CONSTRUCTION : Autonomie de la recevabilité de l’action fondée sur le contrat d’assurance à l’égard de la recevabilité de l’action en garantie décennale

La recevabilité de l’action en garantie contre l’assureur multirisque-exploitation du maître de l’ouvrage n’est pas conditionnée par la recevabilité de l’action en garantie décennale à l’encontre du constructeur de l’ouvrage objet d’un sinistre.

Dans une affaire examinée par la Cour de Cassation à travers un arrêt rendu le 9 octobre 2025 (pourvoi n°23-20.446), une société d’exploitation agricole fait édifier une fosse à lisier en béton, située sous ses étables à bovins, qu’elle réceptionne en 2005.

Le constructeur procède à une reprise partielle de l’ouvrage au cours de l’année 2012.

Le 7 mars 2018, le mur porteur de la fosse à lisier s’effondre, et le cheptel de bovins doit être euthanasié.

Par une assignation en référé en date du 13 août 2018, l’assureur multirisque-exploitation du maître d’ouvrage sollicite une expertise afin d’identifier les causes du sinistre, et de chiffrer les préjudices subis par l’exploitation agricole.

L’expert conclut que la survenance du sinistre est indépendante de la reprise partielle de l’ouvrage par le constructeur, intervenue en 2012.

• Données fournies
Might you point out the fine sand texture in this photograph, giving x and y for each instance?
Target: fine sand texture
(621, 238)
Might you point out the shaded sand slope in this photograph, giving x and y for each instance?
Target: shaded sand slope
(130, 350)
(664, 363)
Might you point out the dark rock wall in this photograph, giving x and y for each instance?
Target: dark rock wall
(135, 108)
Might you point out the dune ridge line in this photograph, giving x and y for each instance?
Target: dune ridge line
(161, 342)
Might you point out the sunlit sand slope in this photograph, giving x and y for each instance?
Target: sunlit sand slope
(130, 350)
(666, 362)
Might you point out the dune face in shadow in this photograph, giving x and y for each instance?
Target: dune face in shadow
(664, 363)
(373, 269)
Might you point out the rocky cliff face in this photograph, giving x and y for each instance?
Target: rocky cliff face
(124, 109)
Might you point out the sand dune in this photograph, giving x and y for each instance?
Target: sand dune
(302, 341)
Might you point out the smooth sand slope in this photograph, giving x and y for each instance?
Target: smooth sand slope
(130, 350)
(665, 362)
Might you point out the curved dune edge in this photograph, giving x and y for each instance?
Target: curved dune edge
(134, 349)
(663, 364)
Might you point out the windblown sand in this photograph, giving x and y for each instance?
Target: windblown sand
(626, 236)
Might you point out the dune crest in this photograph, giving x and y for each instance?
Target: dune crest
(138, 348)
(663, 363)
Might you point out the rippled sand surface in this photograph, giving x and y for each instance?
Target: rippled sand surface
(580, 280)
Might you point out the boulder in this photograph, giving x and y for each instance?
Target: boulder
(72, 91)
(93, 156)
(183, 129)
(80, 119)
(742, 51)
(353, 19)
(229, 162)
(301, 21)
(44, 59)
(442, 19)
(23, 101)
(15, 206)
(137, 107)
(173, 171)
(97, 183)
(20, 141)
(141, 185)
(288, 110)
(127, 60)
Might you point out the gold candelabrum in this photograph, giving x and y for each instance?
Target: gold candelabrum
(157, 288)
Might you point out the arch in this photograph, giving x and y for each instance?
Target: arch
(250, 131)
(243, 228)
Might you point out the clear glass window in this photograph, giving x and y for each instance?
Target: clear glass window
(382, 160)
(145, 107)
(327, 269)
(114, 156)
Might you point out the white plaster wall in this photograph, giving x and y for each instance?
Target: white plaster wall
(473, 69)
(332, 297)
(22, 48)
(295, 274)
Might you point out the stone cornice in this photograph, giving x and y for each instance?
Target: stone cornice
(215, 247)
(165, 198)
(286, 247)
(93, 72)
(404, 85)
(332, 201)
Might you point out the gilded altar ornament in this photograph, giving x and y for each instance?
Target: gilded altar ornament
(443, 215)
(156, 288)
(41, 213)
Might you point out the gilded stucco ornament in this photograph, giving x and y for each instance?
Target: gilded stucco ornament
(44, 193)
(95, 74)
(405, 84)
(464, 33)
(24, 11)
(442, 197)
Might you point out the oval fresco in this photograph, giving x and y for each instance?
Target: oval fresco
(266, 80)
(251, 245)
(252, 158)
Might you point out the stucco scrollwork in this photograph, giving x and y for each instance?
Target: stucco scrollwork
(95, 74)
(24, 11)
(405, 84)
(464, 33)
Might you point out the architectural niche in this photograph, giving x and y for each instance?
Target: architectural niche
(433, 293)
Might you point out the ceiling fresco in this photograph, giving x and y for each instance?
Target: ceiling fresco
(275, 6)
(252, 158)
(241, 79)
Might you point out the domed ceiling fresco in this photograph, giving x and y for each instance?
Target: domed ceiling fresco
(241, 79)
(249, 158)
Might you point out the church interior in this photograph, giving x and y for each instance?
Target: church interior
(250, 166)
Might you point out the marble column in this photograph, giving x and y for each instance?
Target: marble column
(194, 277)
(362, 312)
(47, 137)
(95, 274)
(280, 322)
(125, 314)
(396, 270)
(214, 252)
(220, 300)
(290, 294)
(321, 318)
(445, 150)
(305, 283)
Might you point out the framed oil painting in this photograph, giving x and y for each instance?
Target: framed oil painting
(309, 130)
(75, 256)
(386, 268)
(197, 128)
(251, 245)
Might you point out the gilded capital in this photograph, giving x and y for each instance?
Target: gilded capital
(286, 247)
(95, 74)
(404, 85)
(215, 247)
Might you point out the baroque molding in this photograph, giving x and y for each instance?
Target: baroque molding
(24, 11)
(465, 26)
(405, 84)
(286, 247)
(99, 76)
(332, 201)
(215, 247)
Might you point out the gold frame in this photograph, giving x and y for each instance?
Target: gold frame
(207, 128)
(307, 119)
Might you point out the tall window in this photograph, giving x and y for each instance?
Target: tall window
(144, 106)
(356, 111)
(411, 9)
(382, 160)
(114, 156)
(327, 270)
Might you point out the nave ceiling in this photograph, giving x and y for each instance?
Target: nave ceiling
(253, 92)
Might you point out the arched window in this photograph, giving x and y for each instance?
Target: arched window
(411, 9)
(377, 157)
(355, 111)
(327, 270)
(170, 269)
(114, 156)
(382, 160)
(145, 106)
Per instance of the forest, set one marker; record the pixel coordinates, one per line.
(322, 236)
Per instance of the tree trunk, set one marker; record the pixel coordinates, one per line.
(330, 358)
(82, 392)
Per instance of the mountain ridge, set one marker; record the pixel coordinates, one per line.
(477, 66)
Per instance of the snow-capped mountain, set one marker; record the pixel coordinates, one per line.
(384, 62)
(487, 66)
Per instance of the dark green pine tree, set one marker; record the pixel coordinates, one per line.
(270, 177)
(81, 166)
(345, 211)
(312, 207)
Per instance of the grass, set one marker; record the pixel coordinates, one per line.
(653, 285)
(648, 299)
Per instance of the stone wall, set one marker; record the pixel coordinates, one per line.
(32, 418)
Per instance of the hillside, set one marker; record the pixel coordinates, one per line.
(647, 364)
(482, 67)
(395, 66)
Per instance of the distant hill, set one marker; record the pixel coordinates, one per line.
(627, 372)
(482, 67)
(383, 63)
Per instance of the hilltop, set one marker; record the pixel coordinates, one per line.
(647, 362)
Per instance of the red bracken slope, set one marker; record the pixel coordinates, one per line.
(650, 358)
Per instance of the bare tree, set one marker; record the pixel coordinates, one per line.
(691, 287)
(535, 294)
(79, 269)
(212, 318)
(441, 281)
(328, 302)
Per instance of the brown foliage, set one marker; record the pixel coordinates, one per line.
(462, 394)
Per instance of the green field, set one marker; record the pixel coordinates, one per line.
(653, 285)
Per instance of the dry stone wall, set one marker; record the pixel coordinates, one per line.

• Vos tâches
1. Répondez à ces questions à partir de l'article sur la fosse à lisier :
(a) En quelle année la société agricole a-t-elle réceptionné la fosse à lisier ?
(b) Qu'est-il arrivé le 7 mars 2018 ?
(c) D'après l'expert, le sinistre est-il lié à la reprise partielle faite en 2012 ?
2. Reprenez l'article sur la fosse à lisier après sa dernière phrase et poursuivez-le.

• Réponses
1.
(a) En 2005.
(b) Le mur porteur de la fosse à lisier s'est effondré, et le cheptel de bovins a dû être euthanasié.
(c) Non, l'expert conclut que le sinistre est indépendant de cette reprise partielle.

2.
Sur le fondement du rapport rendu par l’expert, le maître d’ouvrage assigne le constructeur, ainsi que sa propre assurance multirisque-exploitation, par assignations des 25 mai et 26 juin 2020.

Les deux parties défenderesses opposent alors au maître de l’ouvrage la prescription de son action, en ce que le délai de forclusion de son action en garantie décennale a expiré en 2015, à l’issue d’un délai de dix ans suivant la réception de l’ouvrage.

La Cour d’appel d’Amiens, saisie de l’affaire, juge que l’action du maître d’ouvrage fondée sur la garantie décennale du constructeur est forclose, de sorte que l’action contre l’assureur multirisque-exploitation du maître d’ouvrage est également irrecevable.

Le maître d’ouvrage se pourvoit en cassation aux motifs, d’une part, que le délai de forclusion de son action en garantie décennale aurait été interrompu en 2012, et d’autre part, que l’irrecevabilité de l’action en garantie décennale ne s’étend pas à l’action introduite à l’encontre de son assureur.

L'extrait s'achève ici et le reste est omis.